A year ago the EU passed legislation requiring oil, gas and mining companies to publish what they pay to foreign governments on a country-by-country and project-by-project basis. Then at the G8 Canada made a commitment to follow suit and also implement equivalent legislation to the EU and already existent US Dodd-Frank legislation. Now Norway has joined in too and Switzerland is taking strides in the same direction.
Once implemented, this will mean that citizens in resource-rich countries will be able to follow the money and hold their governments to account for how the money is spent – helping to ensure that natural resource revenues are directed towards healthcare and education and not lost to corruption.
But we need this to be truly a global standard, so that all companies are covered and required to make this information public – and this is why November and the G20 are key. Other G20 countries, such as Australia, Brazil and South Africa have sizeable extractive industries listed on their stock markets and still need to commit to legislation.
So I thought I would do a stock take: how are we getting on at ensuring that the G20 make commitments on extractive transparency?
- Anti-Corruption is an aspect of Australia’s ‘Building Economic Growth and Resilience’ agenda. But to be honest it needs to be given a higher priority – for it to be on the political agenda and discussed by the Finance Ministers and not just seen as technocratic issue. Failure to prioritise it risks the G20 agenda having a ‘gaping hole’. Corruption undermines economic growth by diverting resources away from their intended destination, undermines trust and weakens investor confidence.
- The current G20 Anti-Corruption Action Plan will come to an end this year and we need a new one to be agreed. The current plan has been a useful tool that has encouraged countries to make new commitments to tackle corruption and for their progress to be monitored by other G20 governments and civil society. The G20 Anti-Corruption Working Group are deciding whether or not to issue a new Action Plan – this needs to happen and for G20 countries to include tangible, measurable commitments to transparency in the extractive industries. For example, to commit to national consultations on the introduction of extractive transparency legislation.
- The C20 (the civil society forum to engage with the G20) has put ‘Governance’ as one of its top asks of the G20 this year– including calling for progress on natural resource transparency. So the call for a global standard on extractive transparency is being sent by civil society groups from across the globe. This is great, but we still need the G20 to listen and respond to these voices.
- Although we have the Dodd-Frank legislation in the USA, there continues to be a strong anti-lobby by some companies and the API lawsuit has delayed implementation. We need the SEC to quickly re-issue a strong implementing rule for Section 1504 so that nothing halts the transparency agenda from moving forward.
- The UK continues to champion extractive transparency, but some countries remain hesitant and risk blocking progress. Today Prime Minister Cameron published this article in the Wall Street Journal reinforcing his support for extractive transparency. But we still need Australia, as the G20 President, to take up the leadership mantle and commit to domestic legislation and encourage others to do likewise.
So what next?
Depending on whether you are a ‘glass half-empty’ or ‘glass half-full’ type of person, will no doubt affect how you view the current state of play. But either way there is a need for us to keep up the pressure and not let our foot slip off the pedal.

Source data
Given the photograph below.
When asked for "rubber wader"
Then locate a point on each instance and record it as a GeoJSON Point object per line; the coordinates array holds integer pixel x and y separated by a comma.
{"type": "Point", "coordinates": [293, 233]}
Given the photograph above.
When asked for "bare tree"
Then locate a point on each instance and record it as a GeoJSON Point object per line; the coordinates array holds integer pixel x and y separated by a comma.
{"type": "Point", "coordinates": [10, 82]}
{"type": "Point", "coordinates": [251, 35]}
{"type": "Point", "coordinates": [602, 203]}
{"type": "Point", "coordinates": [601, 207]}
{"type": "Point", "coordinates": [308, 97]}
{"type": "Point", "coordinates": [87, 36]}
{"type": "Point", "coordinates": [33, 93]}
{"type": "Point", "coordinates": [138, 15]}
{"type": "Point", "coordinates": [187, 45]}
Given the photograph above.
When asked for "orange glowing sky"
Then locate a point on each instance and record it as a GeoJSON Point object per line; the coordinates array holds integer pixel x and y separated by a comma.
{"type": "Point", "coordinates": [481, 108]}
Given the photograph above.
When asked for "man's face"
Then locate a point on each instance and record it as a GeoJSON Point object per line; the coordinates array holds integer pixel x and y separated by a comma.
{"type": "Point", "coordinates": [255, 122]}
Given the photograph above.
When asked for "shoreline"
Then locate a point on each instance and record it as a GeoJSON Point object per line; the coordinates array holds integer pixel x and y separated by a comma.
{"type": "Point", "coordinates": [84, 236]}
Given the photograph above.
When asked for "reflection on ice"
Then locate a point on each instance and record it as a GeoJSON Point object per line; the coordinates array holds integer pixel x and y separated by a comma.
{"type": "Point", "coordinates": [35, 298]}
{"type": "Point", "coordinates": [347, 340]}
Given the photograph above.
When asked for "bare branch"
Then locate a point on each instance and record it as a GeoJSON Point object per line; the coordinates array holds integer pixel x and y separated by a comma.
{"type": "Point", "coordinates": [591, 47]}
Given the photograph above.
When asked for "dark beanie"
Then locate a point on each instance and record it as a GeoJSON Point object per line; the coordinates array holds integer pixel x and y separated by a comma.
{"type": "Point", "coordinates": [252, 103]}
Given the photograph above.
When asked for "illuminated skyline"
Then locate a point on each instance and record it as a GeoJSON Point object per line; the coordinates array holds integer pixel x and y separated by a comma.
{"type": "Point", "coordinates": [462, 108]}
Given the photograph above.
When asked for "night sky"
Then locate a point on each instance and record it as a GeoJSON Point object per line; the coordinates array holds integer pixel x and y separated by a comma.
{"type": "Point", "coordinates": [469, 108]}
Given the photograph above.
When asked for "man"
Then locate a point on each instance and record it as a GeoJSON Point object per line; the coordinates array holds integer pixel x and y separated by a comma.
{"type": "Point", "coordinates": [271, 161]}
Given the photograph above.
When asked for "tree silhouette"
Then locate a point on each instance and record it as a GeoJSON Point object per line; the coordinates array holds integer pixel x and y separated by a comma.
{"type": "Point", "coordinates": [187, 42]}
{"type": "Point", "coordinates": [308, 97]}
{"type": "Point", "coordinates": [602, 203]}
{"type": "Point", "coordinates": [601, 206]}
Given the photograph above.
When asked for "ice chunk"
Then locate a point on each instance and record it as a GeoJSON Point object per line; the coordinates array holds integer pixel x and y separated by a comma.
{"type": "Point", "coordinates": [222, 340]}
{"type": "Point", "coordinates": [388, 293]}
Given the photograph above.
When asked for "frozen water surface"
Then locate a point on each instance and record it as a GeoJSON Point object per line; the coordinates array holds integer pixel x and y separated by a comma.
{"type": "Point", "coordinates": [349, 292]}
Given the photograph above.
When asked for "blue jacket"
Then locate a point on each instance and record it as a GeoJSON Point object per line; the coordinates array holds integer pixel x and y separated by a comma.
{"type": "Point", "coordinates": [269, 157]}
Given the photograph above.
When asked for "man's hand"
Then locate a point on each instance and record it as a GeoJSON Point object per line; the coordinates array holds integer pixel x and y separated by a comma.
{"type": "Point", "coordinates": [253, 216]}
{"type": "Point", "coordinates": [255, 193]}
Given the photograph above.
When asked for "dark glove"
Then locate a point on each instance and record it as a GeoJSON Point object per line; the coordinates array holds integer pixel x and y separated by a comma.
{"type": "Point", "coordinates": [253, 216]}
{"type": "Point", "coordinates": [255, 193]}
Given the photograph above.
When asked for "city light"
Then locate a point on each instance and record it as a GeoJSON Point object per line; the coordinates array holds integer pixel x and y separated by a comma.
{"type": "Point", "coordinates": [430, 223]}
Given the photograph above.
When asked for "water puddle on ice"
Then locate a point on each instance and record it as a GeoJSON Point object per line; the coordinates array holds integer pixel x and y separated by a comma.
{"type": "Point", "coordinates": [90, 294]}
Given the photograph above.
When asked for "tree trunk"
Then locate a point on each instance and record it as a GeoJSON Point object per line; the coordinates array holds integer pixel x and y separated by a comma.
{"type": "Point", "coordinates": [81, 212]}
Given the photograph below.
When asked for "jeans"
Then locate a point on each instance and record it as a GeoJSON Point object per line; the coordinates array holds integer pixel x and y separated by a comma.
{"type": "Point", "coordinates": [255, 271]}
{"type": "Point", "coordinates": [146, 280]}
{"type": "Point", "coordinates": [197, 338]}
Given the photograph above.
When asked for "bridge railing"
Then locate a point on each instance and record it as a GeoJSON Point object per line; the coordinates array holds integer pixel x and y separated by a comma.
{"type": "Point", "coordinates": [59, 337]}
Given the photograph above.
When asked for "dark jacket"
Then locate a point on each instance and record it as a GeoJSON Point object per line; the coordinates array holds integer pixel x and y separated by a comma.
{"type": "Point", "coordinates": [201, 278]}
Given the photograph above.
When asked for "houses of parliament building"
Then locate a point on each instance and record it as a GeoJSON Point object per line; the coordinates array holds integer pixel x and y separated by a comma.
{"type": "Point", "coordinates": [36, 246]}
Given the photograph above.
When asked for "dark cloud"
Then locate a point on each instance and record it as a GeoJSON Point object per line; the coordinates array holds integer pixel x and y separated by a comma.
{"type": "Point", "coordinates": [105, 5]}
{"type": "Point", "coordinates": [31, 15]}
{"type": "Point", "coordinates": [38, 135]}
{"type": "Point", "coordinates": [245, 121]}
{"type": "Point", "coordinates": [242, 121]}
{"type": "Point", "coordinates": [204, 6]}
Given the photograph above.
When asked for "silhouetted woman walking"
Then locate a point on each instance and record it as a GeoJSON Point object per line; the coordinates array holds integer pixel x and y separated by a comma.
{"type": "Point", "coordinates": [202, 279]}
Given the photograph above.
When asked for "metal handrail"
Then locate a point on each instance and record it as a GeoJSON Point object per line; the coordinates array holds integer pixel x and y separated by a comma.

**WHAT TO DO:**
Which G20 countries does the post on extractive transparency name as having sizeable extractive industries listed on their stock markets but still needing to commit to legislation? This data was taken from a different source than the text.

**RESULT OF THE TASK:**
Australia, Brazil and South Africa.